Hace unos días me he encontrado con un texto de Jean Paul Sartre que me ha conmovido, y he pensado que qué mejor modo de felicitaros la Navidad que enviároslo. Es la voz del narrador de una obra de teatro (Barioná, el hijo del trueno) que escribió y representó (haciendo el papel de Rey Baltasar) estando en el campo de prisioneros alemán en 1940. Espero que os guste y... ¡Feliz Navidad!
 
P.
 
PD: Por si queréis leer la obra completa (a mí me ha fascinado), al final tenéis la referencia.
 

Barioná, el hijo del trueno

Narrador:
 
Voy a aprovechar este respiro para mostraros a Cristo en el establo, porque será el único momento en que le veréis: no aparece en la obra, como tampoco José ni la Virgen María. Pero como hoy es Navidad, tenéis derecho a que se os enseñe el Portal de Belén. Aquí lo tenéis.
 
He aquí a la Virgen, y aquí José, y aquí el niño Jesús. El artista ha puesto todo su amor en este dibujo, pero es posible que lo encontréis un poco ingenuo. Mirad, los personajes tienen espléndidas vestiduras, pero están completamente rígidos: se diría que son marionetas. Seguro que no estaban así. Si estuvieseis ciegos como yo... Pero, da igual: no tenéis más que cerrar los ojos para oírme y yo os diré cómo los veo dentro de mí.
 
La Virgen está pálida y mira al niño. Lo que habría que pintar en su cara sería un gesto de asombro lleno de ansiedad que no ha aparecido más que una vez en un rostro humano. Y es que Cristo es su hijo, carne de su carne y fruto de sus entrañas. Durante nueve meses lo ha llevado en su seno, y ella le dará el pecho y su leche se convertirá en la sangre de Dios. De vez en cuando la tentación es tan fuerte que se olvida de que Él es Dios. Le estrecha entre sus brazos y le dice: «¡Mi pequeño!». Pero en otros momentos, se queda sin habla y piensa: Dios está ahí. Y le atenaza un temor reverencial ante este Dios mudo, ante este niño que infunde respeto. Porque todas las madres se han visto así alguna vez, colocadas ante ese fragmento rebelde de su carne que es su hijo, y se sienten como exiliadas ante esa vida nueva que han hecho con su vida, pero en la que habitan pensamientos ajenos. Mas ningún niño ha sido arrancado tan cruel y rápidamente de su madre como éste, pues Él es Dios y sobrepasa por todas partes lo que ella pueda imaginar.

• [DATOS DE ORIGEN]
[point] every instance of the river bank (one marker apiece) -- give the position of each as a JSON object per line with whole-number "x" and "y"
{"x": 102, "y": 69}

• [OBJETIVO] Retoma, por favor, el texto sobre el Portal de Belén y continúalo desde su última frase. El listado no guarda relación alguna con el texto sobre el Portal de Belén.

• [RESULTADO]
 
Y es una dura prueba para una madre tener vergüenza de sí y de su condición humana delante de su hijo.
 
Aunque yo pienso que hay también otros momentos, rápidos y fugaces, en los que siente, a la vez, que Cristo es su hijo, es su pequeño, y es Dios. Le mira y piensa: «Este Dios es mi niño. Esta carne divina es mi carne. Está hecha de mí. Tiene mis ojos, y la forma de su boca es la de la mía. Se parece a mí. Es Dios y se parece a mí».
 
Y ninguna mujer, jamás, ha disfrutado así de su Dios, para ella sola. Un Dios muy pequeñito al que se puede estrechar entre los brazos y cubrir de besos. Un Dios calentito que sonríe y que respira, un Dios al que se puede tocar; y que vive. Es en uno de estos momentos como pintaría yo a María si fuera pintor. Y trataría de plasmar el aire de atrevimiento tierno y tímido con que ella acerca el dedo para tocar la dulce y suave piel de este niño-Dios cuyo peso tibio siente sobre sus rodillas y que le sonríe.
 
Eso por lo que se refiere a Jesús y la Virgen María.
 
¿Y a José? A José no le pintaría. Plasmaría sólo una sombra, al fondo del establo, y dos ojos brillantes. Porque no sabría qué decir de José y José no sabe qué decir de sí mismo. Está en adoración y está feliz de adorar y se siente un poco exiliado.
 
Creo que sufre sin confesarlo. Sufre porque ve cuánto se parece a Dios la mujer que ama y hasta qué punto está ya del lado de Dios. Porque Dios ha explotado como una bomba en la intimidad de esa familia. José y María están separados para siempre por este incendio de claridad. Y toda la vida de José, imagino, será aprender a aceptar.
 
 

Jean Paul Sartre
Barioná, el hijo del trueno
(Voz de Papel, Madrid, 2004)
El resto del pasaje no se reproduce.